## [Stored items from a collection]
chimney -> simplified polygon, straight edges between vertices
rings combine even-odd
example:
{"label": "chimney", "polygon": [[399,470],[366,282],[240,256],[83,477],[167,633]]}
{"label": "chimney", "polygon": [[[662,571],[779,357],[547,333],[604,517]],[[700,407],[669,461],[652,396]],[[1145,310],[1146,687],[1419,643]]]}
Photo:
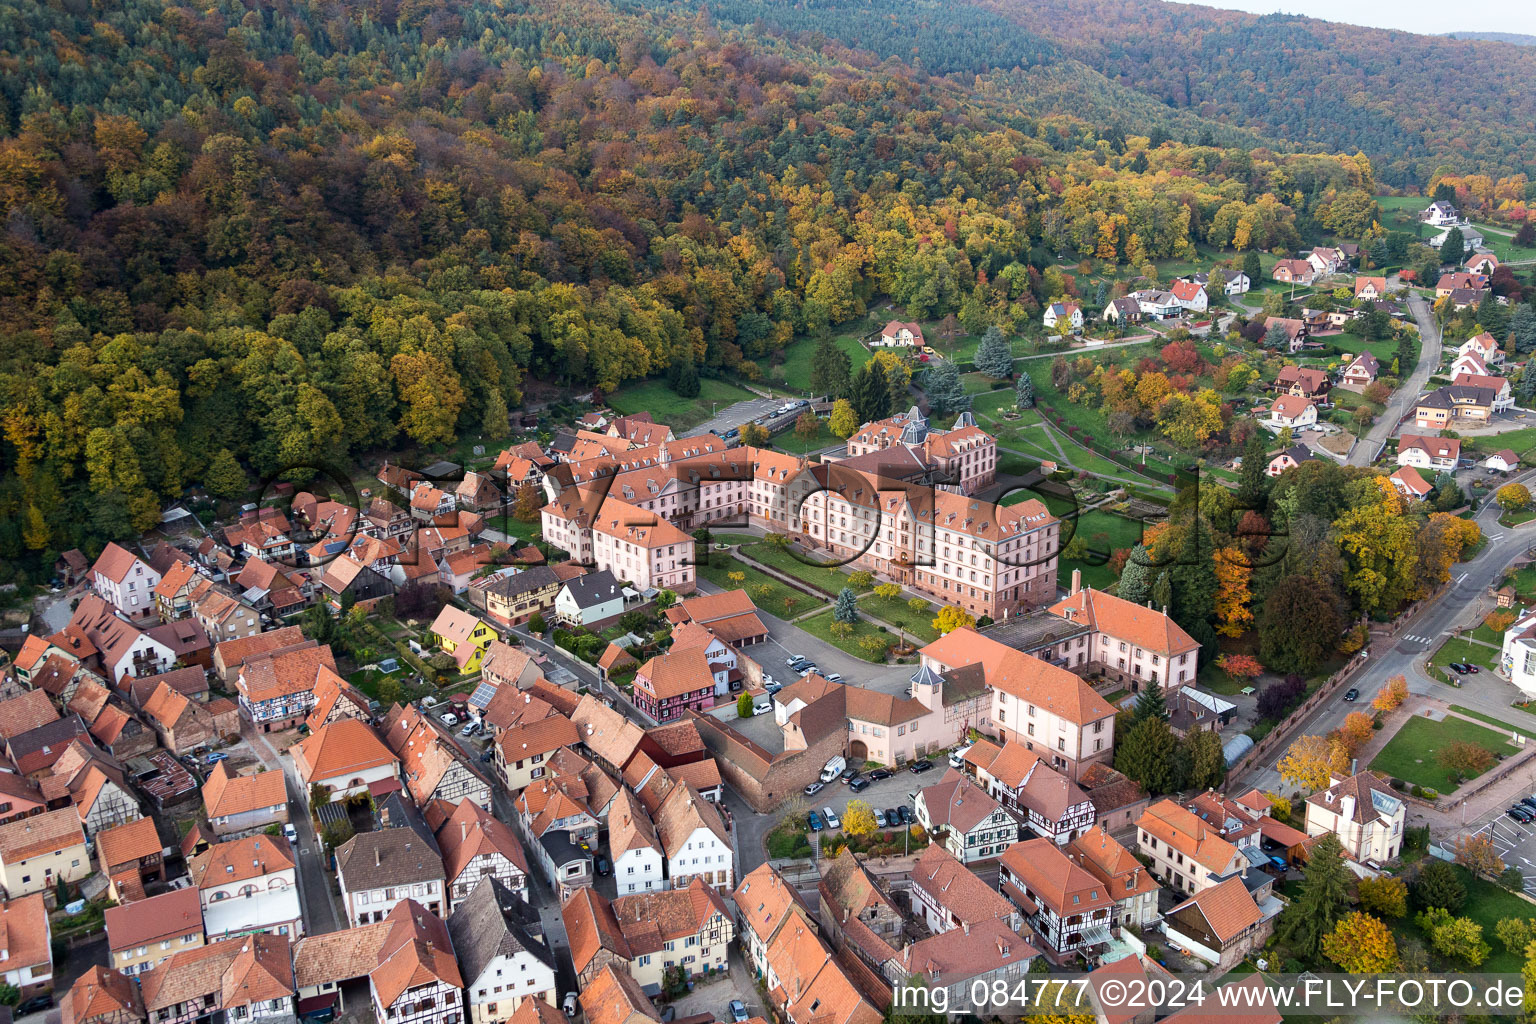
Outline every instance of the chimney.
{"label": "chimney", "polygon": [[459,841],[463,842],[464,840],[466,840],[468,838],[469,838],[469,822],[461,821],[461,822],[459,822]]}
{"label": "chimney", "polygon": [[384,857],[379,853],[379,848],[377,846],[373,848],[373,866],[376,868],[384,866]]}
{"label": "chimney", "polygon": [[1167,605],[1163,605],[1163,614],[1164,615],[1168,614],[1168,606]]}
{"label": "chimney", "polygon": [[1081,569],[1073,569],[1072,570],[1072,589],[1067,591],[1067,596],[1071,597],[1071,596],[1075,595],[1078,591],[1080,591],[1082,589],[1083,589],[1083,570],[1081,570]]}
{"label": "chimney", "polygon": [[971,922],[970,921],[961,921],[960,922],[960,927],[965,931],[965,934],[967,934],[967,935],[971,934]]}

## [Directions]
Copy every record above exactly, leaving out the pictures.

## [Result of the task]
chimney -> simplified polygon, straight edges between vertices
rings combine even-odd
example:
{"label": "chimney", "polygon": [[399,470],[366,282],[240,256],[83,477],[167,633]]}
{"label": "chimney", "polygon": [[[662,571],[779,357],[547,333],[604,517]],[[700,407],[669,461],[652,396]],[[1145,310],[1146,687],[1419,643]]]}
Photo:
Outline every instance of the chimney.
{"label": "chimney", "polygon": [[459,841],[463,842],[464,840],[466,840],[468,838],[469,838],[469,822],[461,821],[461,822],[459,822]]}
{"label": "chimney", "polygon": [[384,857],[379,853],[379,848],[377,846],[373,848],[373,866],[376,868],[384,866]]}
{"label": "chimney", "polygon": [[1167,605],[1163,605],[1163,614],[1164,615],[1168,614],[1168,606]]}
{"label": "chimney", "polygon": [[1081,569],[1073,569],[1072,570],[1072,589],[1067,591],[1067,596],[1071,597],[1071,596],[1075,595],[1078,591],[1080,591],[1082,589],[1083,589],[1083,570],[1081,570]]}
{"label": "chimney", "polygon": [[971,922],[970,921],[961,921],[960,922],[960,927],[965,931],[965,934],[967,934],[967,935],[971,934]]}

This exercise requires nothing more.